PROBLEMS TO SOLVE ::
A - Rewrite the essay on the right to die from "I am not promoting" up to and including "assistance to do so.", switching "wheelchair" for "hospital bed".
B - In the essay on the right to die, what illness did the young man who took his own life have?

PASSAGE TO READ ::
════

My Body, My Choice
- writersoffleash
- Sep 26, 2023
- 3 min read
No, not abortion, though I am Pro Choice, and I will have a lot to say about that topic another time. This is about suicide for the elderly, and perhaps others who are infirmed but do not qualify for palliative care or doctor assisted death. Granted, Hospice and Palliative Care have brought us a long way from the “only God can give and take life” days. But even the four enlightened states where doctor assisted death is legal, only in cases where the patient is suffering physically and has less than some arbitrary amount of time to live, poor quality of life or the simple desire to move on, do not qualify as reasons to die. It is tricky to plan one’s own suicide because if one fails, one can end up a living vegetable. We shoot horses and euthanize our beloved animals so they don’t have to suffer. Religions tell our humans that they will expunge their earthly sins and earn a place in heaven through their earthly suffering. Governments make assisting death illegal, and control prescriptions; and societies and the Hippocratic oath promote preserving life without concern for Quality.
I am not promoting suicide for people who are depressed but could have a full and rich life if they treated their depression. I knew the parents of a young man who took his own life. He was in his early 30’s. He had progressive Multiple Sclerosis, was in a wheelchair, had lost his sight, his hearing was almost gone, and nothing was going to improve, but he had more than six months to live. Even his parents understood and accepted his decision to take his life. If they had helped him, they could have been arrested. Just as we use Beethoven to argue against abortion, we can use Stephen Hawkings to argue against suicide for the disabled. We are very good at finding ways for disabled people to live meaningful lives. My point is that people should have the right to make the decision to live or die, and be able to get assistance to do so.

════

AVAILABLE DATA ::
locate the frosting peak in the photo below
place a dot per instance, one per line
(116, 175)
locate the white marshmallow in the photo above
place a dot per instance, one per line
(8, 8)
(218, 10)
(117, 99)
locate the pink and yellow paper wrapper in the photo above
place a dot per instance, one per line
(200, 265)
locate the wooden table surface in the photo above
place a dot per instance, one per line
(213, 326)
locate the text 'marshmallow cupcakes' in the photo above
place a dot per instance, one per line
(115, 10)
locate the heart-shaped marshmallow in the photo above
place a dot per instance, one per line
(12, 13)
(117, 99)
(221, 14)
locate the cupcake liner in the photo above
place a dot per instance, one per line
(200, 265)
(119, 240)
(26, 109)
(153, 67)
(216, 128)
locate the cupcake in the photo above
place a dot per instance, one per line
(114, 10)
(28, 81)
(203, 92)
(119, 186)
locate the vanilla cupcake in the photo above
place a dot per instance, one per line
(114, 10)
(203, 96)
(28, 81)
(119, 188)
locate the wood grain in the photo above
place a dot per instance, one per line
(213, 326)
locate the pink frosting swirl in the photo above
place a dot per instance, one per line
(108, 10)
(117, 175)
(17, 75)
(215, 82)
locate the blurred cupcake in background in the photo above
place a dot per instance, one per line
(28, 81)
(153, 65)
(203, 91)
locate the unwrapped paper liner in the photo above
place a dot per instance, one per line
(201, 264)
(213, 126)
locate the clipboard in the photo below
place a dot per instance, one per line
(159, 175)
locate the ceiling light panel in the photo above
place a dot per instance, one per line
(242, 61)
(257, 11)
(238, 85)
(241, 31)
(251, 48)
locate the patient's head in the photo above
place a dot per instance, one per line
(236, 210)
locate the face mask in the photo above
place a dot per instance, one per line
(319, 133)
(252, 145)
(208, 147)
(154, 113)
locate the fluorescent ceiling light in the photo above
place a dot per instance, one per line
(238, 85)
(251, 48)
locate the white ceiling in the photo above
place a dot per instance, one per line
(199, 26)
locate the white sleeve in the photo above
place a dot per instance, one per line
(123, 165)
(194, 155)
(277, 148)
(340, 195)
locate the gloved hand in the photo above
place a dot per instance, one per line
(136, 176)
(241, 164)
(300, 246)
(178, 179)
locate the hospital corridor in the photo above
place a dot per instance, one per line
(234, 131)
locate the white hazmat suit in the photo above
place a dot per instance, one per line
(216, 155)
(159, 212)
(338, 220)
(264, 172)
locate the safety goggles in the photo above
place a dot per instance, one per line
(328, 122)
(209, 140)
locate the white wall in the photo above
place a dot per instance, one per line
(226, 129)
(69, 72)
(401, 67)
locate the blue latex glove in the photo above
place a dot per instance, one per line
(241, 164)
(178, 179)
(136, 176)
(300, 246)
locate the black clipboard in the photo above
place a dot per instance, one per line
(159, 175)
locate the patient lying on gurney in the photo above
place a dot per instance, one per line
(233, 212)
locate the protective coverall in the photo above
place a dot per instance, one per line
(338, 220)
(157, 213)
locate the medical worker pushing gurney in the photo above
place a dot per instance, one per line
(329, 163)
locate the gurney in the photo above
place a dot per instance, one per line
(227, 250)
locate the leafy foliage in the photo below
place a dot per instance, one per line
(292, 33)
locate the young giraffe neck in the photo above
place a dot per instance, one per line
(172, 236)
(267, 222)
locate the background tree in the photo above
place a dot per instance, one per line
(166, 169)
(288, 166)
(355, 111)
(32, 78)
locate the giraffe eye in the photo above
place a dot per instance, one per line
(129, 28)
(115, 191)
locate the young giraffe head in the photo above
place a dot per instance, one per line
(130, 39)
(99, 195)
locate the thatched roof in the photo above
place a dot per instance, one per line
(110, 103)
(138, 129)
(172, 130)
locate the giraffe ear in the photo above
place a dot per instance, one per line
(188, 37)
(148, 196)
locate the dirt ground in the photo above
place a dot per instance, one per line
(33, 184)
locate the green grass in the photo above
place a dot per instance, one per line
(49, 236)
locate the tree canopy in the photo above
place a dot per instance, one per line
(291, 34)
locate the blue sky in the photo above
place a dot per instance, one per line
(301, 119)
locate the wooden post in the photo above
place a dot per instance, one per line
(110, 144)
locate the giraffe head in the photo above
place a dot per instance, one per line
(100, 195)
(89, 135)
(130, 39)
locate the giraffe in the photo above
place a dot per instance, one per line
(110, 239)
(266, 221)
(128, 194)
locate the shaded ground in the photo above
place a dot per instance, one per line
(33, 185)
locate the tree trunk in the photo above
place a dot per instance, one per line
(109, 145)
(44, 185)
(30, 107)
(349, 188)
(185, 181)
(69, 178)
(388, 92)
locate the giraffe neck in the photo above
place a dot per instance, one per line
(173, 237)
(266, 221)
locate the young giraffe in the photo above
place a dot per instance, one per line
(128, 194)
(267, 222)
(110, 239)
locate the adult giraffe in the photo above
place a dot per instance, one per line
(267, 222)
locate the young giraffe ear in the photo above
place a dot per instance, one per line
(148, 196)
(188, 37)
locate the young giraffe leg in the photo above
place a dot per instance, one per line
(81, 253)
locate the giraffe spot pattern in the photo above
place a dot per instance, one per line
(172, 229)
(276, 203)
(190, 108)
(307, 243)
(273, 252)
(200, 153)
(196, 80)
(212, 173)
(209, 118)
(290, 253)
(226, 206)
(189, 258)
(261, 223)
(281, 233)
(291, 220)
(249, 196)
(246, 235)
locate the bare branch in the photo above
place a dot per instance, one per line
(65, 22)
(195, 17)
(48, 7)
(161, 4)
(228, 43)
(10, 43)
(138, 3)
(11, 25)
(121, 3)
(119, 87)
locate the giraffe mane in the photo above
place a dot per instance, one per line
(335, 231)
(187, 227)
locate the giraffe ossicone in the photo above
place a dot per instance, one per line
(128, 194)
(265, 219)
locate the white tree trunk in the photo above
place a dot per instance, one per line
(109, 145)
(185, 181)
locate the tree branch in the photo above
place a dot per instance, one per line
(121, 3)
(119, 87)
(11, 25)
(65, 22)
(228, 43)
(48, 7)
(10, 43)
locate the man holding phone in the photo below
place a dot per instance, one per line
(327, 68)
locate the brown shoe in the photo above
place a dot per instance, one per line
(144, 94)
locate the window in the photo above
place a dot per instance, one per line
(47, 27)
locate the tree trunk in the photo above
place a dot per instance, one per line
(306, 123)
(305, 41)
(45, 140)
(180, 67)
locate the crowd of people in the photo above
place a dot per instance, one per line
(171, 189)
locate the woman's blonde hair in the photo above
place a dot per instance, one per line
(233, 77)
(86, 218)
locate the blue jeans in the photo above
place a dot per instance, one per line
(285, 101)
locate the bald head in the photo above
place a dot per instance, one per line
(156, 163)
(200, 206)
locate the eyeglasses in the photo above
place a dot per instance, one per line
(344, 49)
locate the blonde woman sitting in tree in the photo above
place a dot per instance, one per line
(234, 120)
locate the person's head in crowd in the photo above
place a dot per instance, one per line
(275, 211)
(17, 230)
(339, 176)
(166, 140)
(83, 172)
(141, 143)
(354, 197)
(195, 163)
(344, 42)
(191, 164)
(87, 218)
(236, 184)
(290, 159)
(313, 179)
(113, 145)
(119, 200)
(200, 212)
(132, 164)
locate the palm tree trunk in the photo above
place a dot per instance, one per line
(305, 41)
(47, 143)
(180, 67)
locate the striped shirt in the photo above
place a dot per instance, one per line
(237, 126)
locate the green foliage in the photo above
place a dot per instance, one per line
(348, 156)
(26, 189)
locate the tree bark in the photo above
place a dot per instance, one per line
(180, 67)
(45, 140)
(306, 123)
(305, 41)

════

PER-TASK OUTPUTS ::
A -
I am not promoting suicide for people who are depressed but could have a full and rich life if they treated their depression. I knew the parents of a young man who took his own life. He was in his early 30’s. He had progressive Multiple Sclerosis, was in a hospital bed, had lost his sight, his hearing was almost gone, and nothing was going to improve, but he had more than six months to live. Even his parents understood and accepted his decision to take his life. If they had helped him, they could have been arrested. Just as we use Beethoven to argue against abortion, we can use Stephen Hawkings to argue against suicide for the disabled. We are very good at finding ways for disabled people to live meaningful lives. My point is that people should have the right to make the decision to live or die, and be able to get assistance to do so.

B - Progressive Multiple Sclerosis.